EXTRACT TO READ -
_____
Tuesday, November 3, 2009

Kelly Hearing News


Opposing Parties in Agreement on Pot Case Before Calif. Supreme Court

Mike McKee
The Recorder

November 03, 2009

Students at the University of California, Berkeley, will get to see
something rare when the California Supreme Court holds oral arguments on
campus Tuesday -- a case in which the opposing parties pretty much agree
on the issues.

How the seven justices react to that could be interesting, if not
downright amusing. Maybe it should be called oral agreement, not
argument.

In court documents, both Santa Clara University School of Law professor
Gerald Uelmen, who represents the defendant, and Los Angeles-based
Deputy Attorney General Michael Johnsen, representing the state, agree
that legislators didn't have the power to amend Proposition 215 -- the
voter-backed 1996 ballot measure that OK'd medical marijuana -- to set
limits on the amount of pot "qualified patients" could possess.

But, they say, again in agreement, that doesn't invalidate the statute
-- Health & Safety Code §11362.77 -- from establishing limits that
could be set for individuals with valid identification cards immunizing
them from arrest under the state's Medical Marijuana Program.

"We both want to preserve the registration card system," Uelmen said in
a telephone interview Monday, "and I think we just have a slight
disagreement about the most efficient way to do that. We're both urging
the court in the same direction."

Uelmen, who has followed the high court for years and has argued before
it in the past, said he doesn't recall a case in which there was such a
lack of adversarial stances.
_____
WHAT IS REQUIRED -
Continue the news article about the California Supreme Court medical marijuana case, starting after its final sentence.

[Stored entries]
_____
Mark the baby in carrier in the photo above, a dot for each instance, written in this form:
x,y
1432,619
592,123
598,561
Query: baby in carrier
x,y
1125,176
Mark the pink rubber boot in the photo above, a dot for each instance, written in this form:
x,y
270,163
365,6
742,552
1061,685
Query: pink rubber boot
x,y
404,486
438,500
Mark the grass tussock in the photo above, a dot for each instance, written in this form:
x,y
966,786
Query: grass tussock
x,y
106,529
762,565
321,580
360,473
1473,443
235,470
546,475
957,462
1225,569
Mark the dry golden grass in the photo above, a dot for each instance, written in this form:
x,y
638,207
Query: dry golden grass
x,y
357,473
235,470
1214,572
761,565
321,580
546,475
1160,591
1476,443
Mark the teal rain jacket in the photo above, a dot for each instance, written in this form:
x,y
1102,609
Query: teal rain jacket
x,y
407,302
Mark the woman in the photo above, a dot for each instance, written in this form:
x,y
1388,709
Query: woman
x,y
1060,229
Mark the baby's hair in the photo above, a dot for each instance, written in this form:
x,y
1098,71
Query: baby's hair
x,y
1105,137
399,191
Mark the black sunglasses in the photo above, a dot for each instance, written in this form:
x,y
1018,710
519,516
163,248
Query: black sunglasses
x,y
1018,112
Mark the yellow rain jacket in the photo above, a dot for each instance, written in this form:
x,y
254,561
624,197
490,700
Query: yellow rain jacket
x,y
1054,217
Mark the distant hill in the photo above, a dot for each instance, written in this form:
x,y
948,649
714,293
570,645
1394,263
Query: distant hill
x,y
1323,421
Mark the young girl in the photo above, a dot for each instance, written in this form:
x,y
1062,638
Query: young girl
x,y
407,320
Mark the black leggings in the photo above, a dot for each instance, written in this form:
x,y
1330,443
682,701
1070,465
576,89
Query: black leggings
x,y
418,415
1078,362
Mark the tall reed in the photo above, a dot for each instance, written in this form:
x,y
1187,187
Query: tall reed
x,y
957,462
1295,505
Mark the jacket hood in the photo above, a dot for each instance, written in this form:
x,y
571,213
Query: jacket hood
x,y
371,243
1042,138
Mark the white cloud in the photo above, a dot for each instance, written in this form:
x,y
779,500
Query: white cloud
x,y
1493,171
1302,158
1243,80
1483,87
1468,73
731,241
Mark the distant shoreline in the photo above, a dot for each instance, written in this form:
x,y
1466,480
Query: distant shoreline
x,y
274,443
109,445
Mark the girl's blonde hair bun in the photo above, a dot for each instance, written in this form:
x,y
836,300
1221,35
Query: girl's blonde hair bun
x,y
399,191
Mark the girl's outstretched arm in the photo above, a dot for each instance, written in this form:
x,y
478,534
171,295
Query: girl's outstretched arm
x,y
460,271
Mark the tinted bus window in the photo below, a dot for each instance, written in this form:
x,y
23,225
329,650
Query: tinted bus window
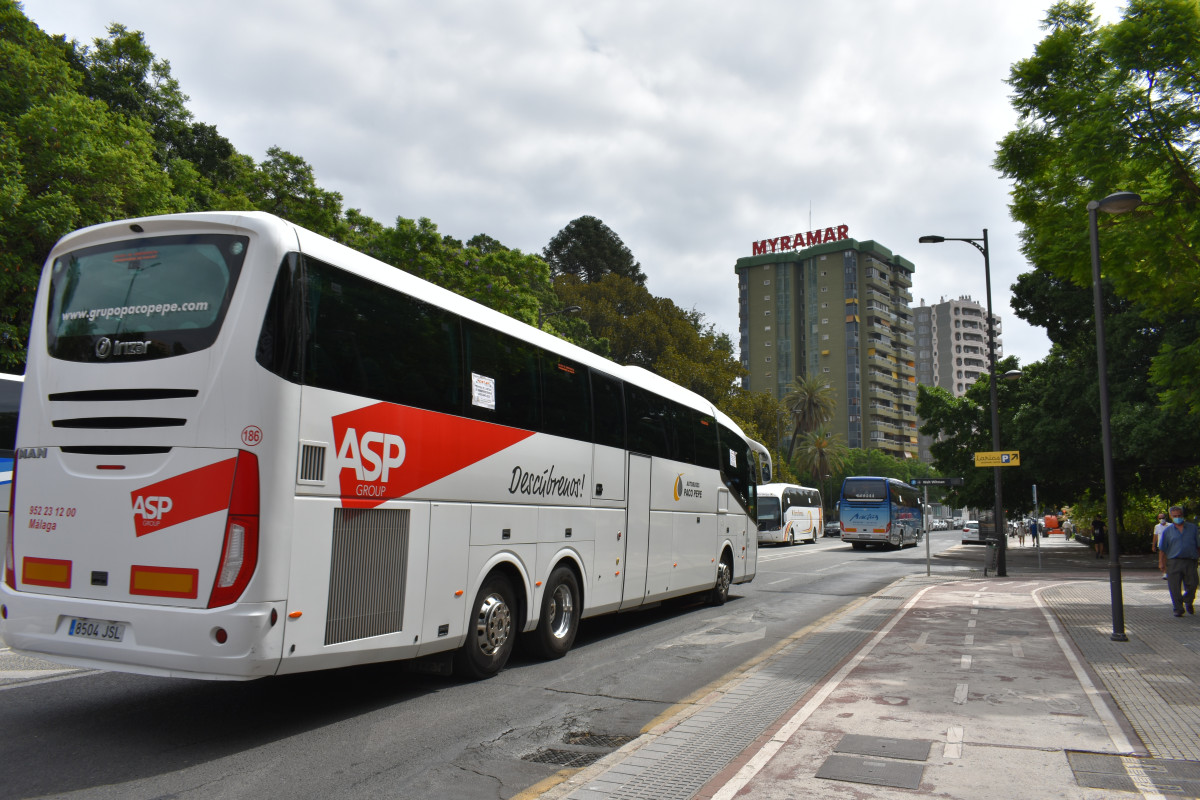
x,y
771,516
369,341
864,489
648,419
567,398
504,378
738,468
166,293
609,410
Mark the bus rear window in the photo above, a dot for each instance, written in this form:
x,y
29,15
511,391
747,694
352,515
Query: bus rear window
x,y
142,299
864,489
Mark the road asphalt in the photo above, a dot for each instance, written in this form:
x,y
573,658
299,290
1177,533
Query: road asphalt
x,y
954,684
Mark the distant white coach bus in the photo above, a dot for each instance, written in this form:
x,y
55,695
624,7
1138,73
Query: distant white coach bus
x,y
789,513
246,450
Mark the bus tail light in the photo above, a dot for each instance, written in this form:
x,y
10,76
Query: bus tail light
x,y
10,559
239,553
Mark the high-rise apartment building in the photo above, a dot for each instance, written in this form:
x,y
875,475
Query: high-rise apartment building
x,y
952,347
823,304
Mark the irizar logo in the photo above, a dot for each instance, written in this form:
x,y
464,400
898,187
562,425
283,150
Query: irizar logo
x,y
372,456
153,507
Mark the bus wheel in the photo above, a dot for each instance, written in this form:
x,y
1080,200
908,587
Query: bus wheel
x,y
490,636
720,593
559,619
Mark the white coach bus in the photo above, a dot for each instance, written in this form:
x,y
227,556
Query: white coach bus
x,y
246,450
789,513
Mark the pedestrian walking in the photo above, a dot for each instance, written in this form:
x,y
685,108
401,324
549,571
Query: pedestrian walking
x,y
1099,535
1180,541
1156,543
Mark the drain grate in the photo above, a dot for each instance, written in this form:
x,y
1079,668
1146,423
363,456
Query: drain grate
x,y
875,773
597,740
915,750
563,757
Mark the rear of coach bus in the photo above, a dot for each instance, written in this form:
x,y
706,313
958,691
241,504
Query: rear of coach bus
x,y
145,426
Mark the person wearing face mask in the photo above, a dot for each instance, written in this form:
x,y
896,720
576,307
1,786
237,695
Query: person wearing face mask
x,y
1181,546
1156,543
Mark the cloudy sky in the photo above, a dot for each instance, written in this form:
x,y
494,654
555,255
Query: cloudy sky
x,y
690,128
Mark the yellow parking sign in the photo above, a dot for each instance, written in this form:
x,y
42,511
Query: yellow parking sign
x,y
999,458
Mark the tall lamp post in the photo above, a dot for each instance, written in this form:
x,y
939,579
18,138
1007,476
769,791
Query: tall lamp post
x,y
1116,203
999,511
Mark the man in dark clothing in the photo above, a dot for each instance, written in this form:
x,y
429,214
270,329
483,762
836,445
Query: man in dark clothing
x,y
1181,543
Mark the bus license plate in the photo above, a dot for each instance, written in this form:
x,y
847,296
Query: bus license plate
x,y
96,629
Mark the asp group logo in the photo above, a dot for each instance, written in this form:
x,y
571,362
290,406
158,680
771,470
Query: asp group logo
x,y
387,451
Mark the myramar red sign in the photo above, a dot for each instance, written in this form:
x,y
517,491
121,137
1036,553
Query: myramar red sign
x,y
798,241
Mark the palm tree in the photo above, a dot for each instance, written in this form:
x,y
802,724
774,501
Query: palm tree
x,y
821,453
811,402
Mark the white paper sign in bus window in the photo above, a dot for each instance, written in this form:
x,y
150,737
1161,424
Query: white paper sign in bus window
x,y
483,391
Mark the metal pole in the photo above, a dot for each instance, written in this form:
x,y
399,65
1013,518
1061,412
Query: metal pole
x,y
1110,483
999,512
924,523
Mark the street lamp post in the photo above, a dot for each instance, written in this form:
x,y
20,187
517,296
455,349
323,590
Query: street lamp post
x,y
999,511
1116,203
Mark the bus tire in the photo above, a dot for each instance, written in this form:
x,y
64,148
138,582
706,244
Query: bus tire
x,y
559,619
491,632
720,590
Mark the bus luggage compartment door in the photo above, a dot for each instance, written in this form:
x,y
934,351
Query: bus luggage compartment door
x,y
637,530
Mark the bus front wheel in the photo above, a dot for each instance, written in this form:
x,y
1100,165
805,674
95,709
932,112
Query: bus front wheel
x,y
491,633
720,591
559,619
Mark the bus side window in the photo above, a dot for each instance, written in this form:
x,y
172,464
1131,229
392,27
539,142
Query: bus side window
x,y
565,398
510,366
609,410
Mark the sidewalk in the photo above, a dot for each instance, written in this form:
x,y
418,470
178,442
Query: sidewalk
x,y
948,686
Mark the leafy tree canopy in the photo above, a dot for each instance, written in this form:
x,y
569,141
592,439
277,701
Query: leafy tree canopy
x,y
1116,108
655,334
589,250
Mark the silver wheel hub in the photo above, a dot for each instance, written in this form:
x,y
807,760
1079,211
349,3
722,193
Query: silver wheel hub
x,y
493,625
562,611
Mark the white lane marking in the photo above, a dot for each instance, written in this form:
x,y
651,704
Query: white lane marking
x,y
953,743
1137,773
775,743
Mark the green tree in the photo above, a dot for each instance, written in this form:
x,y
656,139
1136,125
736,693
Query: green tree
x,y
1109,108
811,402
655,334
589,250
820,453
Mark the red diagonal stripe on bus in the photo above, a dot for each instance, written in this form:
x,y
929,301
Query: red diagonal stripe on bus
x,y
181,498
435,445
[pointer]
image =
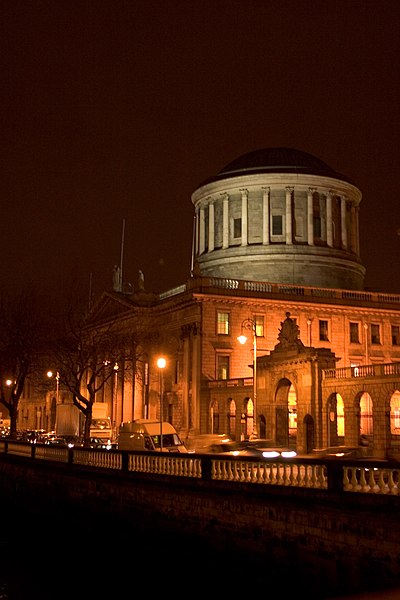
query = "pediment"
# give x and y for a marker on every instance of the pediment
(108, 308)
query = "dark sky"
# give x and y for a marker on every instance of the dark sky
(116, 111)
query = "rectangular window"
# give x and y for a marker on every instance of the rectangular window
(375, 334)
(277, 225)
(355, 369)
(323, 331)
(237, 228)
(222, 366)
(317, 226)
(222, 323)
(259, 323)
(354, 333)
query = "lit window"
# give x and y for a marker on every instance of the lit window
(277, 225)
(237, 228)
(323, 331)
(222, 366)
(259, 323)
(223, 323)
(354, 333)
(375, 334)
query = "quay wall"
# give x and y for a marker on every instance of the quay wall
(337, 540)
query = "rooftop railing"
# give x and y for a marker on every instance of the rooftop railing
_____
RESULT OF THE EXERCISE -
Johnsen didn't return a call seeking comment.

Patrick Kelly was arrested at his Los Angeles County home after officers
found seven marijuana plants and 12 ounces of dried pot. He had a
physician's recommendation, but was charged with cultivation of
marijuana and possession for sale.

At trial, Kelly presented the medical-use defense allowed under the
Compassionate Use Act, originally Prop 215 and now codified as Health &
Safety Code §11362.5. But prosecutors argued that §11362.77 -- the
program adopted by legislators in 2003 -- limited Kelly's defense under
the CUA by capping the amount of pot that could be possessed to eight
ounces of dried product and six immature or 12 mature plants.

Jurors found Kelly guilty of cultivation of marijuana and possession of
less than 28.5 grams.

Los Angeles' Second District Court of Appeal overturned Kelly's
conviction after holding that the state Legislature didn't have the
authority to amend a voter-enacted ballot initiative. The quantity
limits set by legislators were unconstitutional, the court held.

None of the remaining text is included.